- [DATA ROWS]

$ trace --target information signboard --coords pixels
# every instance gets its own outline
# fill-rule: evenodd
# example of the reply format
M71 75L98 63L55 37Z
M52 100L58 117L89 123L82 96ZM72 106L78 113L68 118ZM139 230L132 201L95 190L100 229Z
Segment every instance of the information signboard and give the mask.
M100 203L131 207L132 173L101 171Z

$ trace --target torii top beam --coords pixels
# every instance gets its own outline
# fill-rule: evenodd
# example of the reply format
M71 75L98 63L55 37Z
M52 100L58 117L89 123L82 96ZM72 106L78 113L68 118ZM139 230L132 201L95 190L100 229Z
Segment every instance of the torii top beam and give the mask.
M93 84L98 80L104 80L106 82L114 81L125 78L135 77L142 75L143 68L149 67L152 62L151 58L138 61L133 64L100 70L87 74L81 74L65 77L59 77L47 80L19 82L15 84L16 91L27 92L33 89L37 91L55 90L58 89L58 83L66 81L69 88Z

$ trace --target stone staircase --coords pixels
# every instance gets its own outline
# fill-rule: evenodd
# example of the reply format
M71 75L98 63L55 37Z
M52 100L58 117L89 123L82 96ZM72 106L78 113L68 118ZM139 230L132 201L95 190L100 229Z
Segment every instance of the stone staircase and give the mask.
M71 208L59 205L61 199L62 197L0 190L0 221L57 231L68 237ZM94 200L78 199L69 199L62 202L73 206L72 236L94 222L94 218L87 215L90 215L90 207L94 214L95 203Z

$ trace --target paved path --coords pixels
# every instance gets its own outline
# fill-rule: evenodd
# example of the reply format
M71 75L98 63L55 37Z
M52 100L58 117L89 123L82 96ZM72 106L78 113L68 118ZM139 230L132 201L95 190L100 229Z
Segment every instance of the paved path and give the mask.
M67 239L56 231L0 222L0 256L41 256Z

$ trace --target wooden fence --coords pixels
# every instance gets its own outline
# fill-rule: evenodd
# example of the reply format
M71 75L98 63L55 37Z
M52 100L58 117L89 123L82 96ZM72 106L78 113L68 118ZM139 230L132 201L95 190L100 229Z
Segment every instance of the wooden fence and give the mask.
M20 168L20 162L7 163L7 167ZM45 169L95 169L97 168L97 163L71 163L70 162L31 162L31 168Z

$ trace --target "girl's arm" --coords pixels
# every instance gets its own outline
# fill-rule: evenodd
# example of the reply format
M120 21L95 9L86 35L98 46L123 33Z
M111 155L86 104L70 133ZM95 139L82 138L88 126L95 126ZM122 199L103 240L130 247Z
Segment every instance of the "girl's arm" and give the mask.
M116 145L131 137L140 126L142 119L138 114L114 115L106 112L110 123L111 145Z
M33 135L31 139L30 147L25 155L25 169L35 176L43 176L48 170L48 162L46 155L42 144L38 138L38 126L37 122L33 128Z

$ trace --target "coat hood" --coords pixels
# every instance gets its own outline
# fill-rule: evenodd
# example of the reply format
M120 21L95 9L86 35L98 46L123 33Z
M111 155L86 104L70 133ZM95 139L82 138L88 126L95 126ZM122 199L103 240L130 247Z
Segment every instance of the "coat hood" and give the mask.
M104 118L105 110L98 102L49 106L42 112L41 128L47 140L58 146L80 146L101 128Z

- [SET TASK]
Output the listing above without altering a single character.

- [CORRECT RESPONSE]
$ trace --target information signboard --coords pixels
# every instance gets its own outline
# fill-rule: evenodd
# example of the reply format
M71 75L98 63L55 37Z
M52 100L58 117L89 123L82 96ZM72 106L78 113L68 118ZM139 230L132 201L95 190L100 229Z
Segment every instance of the information signboard and give the mask.
M100 203L131 207L132 173L101 171Z

$ trace --target torii top beam --coords pixels
# every instance gets its own outline
# fill-rule: evenodd
# example of the reply format
M71 75L98 63L55 37Z
M52 100L58 117L89 123L82 96ZM72 106L78 113L68 118ZM139 230L132 201L95 190L100 229Z
Segment every instance of the torii top beam and give the mask.
M93 84L98 80L104 80L106 82L114 81L125 78L135 77L142 75L143 68L149 67L152 62L151 58L138 61L133 64L100 70L87 74L81 74L65 77L59 77L47 80L19 82L15 84L16 91L27 92L33 89L37 91L55 90L58 89L58 83L66 81L69 88Z

$ trace --target stone staircase --coords pixels
# every instance gets its own outline
# fill-rule: evenodd
# example of the reply format
M71 75L98 63L55 37Z
M52 100L58 117L89 123L82 96ZM72 106L78 113L68 118ZM139 230L132 201L95 190L100 229Z
Segment every instance of the stone staircase and give the mask.
M71 208L59 205L61 199L62 197L0 190L0 221L57 231L68 237ZM94 200L78 199L69 199L62 202L73 206L72 236L94 222L94 218L87 215L90 215L90 207L94 214L95 203Z

$ trace --target paved path --coords pixels
# every instance gets its own outline
# fill-rule: evenodd
# example of the reply format
M71 75L98 63L55 37Z
M52 100L58 117L89 123L82 96ZM72 106L78 113L68 118ZM139 230L132 201L95 190L100 229Z
Segment every instance of the paved path and give the mask.
M67 239L56 231L0 222L0 256L41 256Z

$ trace --target wooden fence --coords pixels
# every instance gets its own outline
# fill-rule: evenodd
# example of the reply format
M71 75L98 63L55 37Z
M52 100L58 117L89 123L82 96ZM72 106L78 113L68 118ZM139 230L132 201L95 190L100 229Z
Segment every instance of the wooden fence and give the mask.
M20 168L20 162L7 163L7 167ZM45 169L95 169L97 168L97 163L71 163L70 162L31 162L31 168Z

$ trace --target "girl's arm" --coords pixels
# every instance gets its own outline
# fill-rule: evenodd
# example of the reply format
M120 21L95 9L86 35L98 46L123 33Z
M111 155L86 104L70 133ZM95 139L82 138L88 126L95 126ZM122 199L103 240L130 247Z
Segment every instance of the "girl's arm" and give the mask.
M116 145L131 137L140 126L142 119L138 114L114 115L106 112L110 123L111 145Z
M33 135L31 139L30 147L25 155L25 169L35 176L43 176L48 170L48 162L46 155L42 144L38 138L38 126L37 122L33 128Z

$ trace --target "coat hood" --coords pixels
# every instance gets its own outline
# fill-rule: evenodd
# example of the reply format
M120 21L95 9L86 35L98 46L123 33Z
M111 155L86 104L70 133ZM95 139L82 138L88 126L95 126ZM122 199L103 240L130 247Z
Segment every instance of the "coat hood" and give the mask.
M104 118L105 110L98 102L49 106L42 112L41 128L47 140L58 146L80 146L101 128Z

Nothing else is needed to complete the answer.